_Exercise description_. Quote the post about the CIA's role in Chile word for word, from "It doesn't sound" to "about nationalistic differences.".

That's how your post came off.
I was just amused by your claim of the US simply "rooting for" a non-socialist leader. The CIA itself says they were involved in Chile and in over-throwing Allende, so I don't know why you'd deny it.

Wrong. You should read your own source more carefully. Here's the key segment:

"CIA did not instigate the coup that ended Allende’s government on 11 September 1973".

Keep in mind I was specifically addressing the notion that the US ousted Allende. It didn't. Your source just reinforces what I already laid out in detail long before you showed up. The US had toyed with the idea of a coup, because it understandably didn't want Chile to become another Cuba, but decided to abort those plans. The coup that ousted Allende came years later and was unrelated. The US did conduct "propaganda" operations, including spending $3 million to campaign against Allende's political efforts in the 1960s, as I already explained. Foreign interests have spent far more than that to propagandize against Trump today. It's amusing that you would place that kind of "intervention", which countries routinely do with one another, in the same sentence as "Vietnam" and "Afghanistan". And, of course, the Soviets invested resources in backing Allende. Heck, the US spent much more money in aid to Chile during Allende's reign for humanitarian reasons than it did in politically agitating against him.

As for Pinochet, whom the US did not place in power, here are some other key points from your source:

"In January 1974, CIA officers and assets were tasked to report on human rights violations by the Chilean government." (meaning they cared about such things)

"The CIA had liaison relationships in Chile with the primary purpose of securing assistance in gathering intelligence on external targets. The CIA offered these services assistance in internal organization and training to combat subversion and terrorism from abroad, not in combating internal opponents of the government. The CIA also used these relationships to admonish these services concerning human rights abuses in Chile. The policy community and CIA recognized that the relationships opened the CIA to possible identification with the liaison services’ internal operations involving human rights abuses but determined that the contact was necessary for CIA’s mission."

It doesn't sound like you care much about totalitarianism versus free democracy either, as the Cold War was an ideological struggle, and not just about nationalistic differences.

_Supplied information_.
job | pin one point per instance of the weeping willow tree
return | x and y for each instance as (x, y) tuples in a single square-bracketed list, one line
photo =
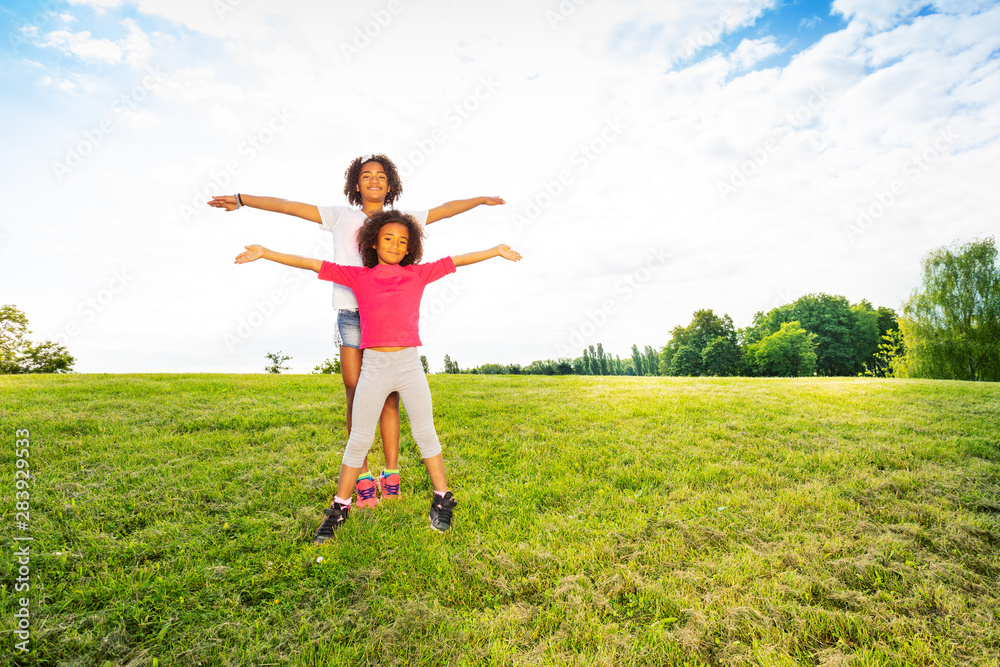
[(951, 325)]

_The response_.
It doesn't sound like you care much about totalitarianism versus free democracy either, as the Cold War was an ideological struggle, and not just about nationalistic differences.